• _EXERCISE MATERIAL_:
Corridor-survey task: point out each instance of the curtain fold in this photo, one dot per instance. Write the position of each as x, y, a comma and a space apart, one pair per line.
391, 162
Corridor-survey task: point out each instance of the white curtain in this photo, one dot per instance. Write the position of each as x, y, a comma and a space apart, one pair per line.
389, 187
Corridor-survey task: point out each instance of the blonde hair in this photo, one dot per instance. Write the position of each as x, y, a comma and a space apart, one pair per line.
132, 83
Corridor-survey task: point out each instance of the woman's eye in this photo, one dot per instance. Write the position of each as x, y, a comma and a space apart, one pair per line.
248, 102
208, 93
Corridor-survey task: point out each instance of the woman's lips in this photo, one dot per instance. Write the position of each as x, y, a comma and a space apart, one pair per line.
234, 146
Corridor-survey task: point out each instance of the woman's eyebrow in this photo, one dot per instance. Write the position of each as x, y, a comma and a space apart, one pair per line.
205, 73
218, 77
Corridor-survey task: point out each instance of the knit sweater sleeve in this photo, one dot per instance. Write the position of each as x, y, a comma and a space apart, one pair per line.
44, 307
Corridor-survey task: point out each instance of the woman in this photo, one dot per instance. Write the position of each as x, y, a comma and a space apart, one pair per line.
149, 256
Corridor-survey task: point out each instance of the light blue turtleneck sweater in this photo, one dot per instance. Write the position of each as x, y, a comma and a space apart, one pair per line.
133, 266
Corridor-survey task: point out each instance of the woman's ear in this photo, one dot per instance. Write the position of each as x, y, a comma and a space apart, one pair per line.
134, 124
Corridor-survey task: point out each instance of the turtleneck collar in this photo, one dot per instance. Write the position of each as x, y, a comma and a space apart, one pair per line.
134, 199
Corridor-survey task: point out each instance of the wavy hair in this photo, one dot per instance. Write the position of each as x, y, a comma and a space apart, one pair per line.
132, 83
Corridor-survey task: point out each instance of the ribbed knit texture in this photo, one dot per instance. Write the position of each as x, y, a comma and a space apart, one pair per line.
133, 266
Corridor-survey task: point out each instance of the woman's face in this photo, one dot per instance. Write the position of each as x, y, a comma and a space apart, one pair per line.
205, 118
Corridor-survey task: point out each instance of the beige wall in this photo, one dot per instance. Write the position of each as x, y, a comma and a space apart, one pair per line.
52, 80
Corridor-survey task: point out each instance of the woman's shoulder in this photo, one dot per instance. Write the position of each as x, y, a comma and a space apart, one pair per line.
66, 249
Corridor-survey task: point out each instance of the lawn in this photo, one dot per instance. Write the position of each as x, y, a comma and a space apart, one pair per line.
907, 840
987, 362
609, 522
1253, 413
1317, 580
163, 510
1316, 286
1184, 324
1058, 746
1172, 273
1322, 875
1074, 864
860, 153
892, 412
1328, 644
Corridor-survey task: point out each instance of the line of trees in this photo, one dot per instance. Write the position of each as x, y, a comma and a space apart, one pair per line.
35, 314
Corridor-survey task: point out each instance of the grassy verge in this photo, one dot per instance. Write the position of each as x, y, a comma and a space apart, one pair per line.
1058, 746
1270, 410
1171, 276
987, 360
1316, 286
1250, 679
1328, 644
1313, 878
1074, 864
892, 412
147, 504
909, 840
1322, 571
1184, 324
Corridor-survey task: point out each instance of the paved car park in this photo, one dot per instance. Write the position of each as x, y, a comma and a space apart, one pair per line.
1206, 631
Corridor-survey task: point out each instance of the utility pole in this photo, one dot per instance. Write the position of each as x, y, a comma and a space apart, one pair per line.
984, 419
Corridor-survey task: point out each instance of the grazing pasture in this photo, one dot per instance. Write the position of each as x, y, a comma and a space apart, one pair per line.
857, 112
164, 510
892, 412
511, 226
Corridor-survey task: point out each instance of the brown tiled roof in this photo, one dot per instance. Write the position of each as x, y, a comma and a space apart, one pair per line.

• _ACTIVITY_:
Each line from the one that holds "Corridor-survey task: point out each instance of the utility" to the end of the records above should be transcribed exactly, both ends included.

• _RESPONSE BOX_:
Corridor-survey task: point out each instance of the utility pole in this photo, one dot per instance. Write the position of each as x, y, a comma and a space apart, one pair per line.
984, 419
Corridor-survey task: point out each instance of the grazing pasture in this photo, one dot per instance. Write the position of each as x, y, a comma and a space apart, one pair per line.
857, 112
164, 510
892, 412
511, 226
Corridor-survey task: point out each instance of the brown tiled roof in this photo, one dot per instance. Write the position of each as x, y, a comma and a space apart, one pair per line.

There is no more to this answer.